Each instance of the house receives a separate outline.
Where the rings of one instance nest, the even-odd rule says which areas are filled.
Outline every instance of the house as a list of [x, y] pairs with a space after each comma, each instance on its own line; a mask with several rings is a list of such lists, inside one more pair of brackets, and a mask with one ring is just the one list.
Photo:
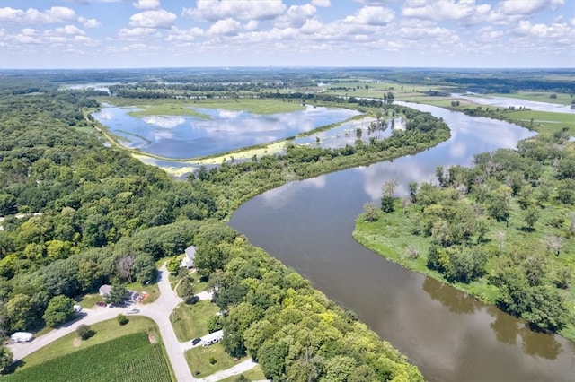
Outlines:
[[34, 336], [31, 333], [28, 332], [16, 332], [10, 336], [10, 342], [15, 343], [27, 343], [31, 341]]
[[108, 294], [110, 294], [110, 292], [111, 291], [111, 285], [102, 285], [100, 287], [100, 289], [98, 290], [98, 291], [100, 292], [100, 295], [102, 297], [106, 297], [108, 296]]
[[183, 259], [181, 259], [181, 265], [180, 266], [185, 266], [190, 269], [194, 266], [194, 258], [196, 258], [196, 247], [190, 246], [186, 248]]
[[202, 346], [209, 346], [216, 343], [219, 343], [224, 338], [224, 331], [218, 330], [217, 332], [210, 333], [208, 335], [204, 335], [199, 343]]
=======
**TASK OBJECTIVE:**
Starting at the first line above and stopping after the line that contains "Where the rings", turn those lines into a numbered list. Leave out any blank lines.

**SOLUTION FOR THIS TASK:**
1. Each instance of the house receives a separate outline.
2. Where the rings of one instance nest, the even-odd rule says which areas are filled.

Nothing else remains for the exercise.